* [SUPPLIED MATERIAL]
──────────
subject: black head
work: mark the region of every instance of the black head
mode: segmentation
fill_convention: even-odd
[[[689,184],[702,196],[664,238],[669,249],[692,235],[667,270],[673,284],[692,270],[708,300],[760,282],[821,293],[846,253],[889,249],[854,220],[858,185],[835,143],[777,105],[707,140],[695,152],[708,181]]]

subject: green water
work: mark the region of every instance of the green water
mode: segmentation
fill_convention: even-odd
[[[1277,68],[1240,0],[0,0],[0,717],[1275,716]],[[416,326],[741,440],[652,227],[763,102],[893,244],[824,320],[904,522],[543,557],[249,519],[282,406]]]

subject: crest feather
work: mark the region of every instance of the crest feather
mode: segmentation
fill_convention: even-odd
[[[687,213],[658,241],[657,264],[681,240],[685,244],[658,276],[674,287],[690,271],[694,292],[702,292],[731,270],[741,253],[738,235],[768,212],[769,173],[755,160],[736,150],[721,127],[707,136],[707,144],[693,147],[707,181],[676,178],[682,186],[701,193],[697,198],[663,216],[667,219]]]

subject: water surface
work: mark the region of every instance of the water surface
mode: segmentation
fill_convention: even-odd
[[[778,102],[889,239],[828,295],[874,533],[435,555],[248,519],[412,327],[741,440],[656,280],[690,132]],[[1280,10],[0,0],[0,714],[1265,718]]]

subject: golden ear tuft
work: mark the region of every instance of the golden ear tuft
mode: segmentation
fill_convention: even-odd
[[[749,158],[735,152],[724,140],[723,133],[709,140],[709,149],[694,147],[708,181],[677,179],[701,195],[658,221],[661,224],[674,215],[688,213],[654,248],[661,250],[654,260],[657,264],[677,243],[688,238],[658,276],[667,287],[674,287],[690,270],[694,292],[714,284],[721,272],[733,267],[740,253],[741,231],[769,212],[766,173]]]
──────────
All lines of the listing that contain the word "tuft" should be copied out.

* [SOLVED EXERCISE]
subject: golden ear tuft
work: mark the region of every instance of the golden ear tuft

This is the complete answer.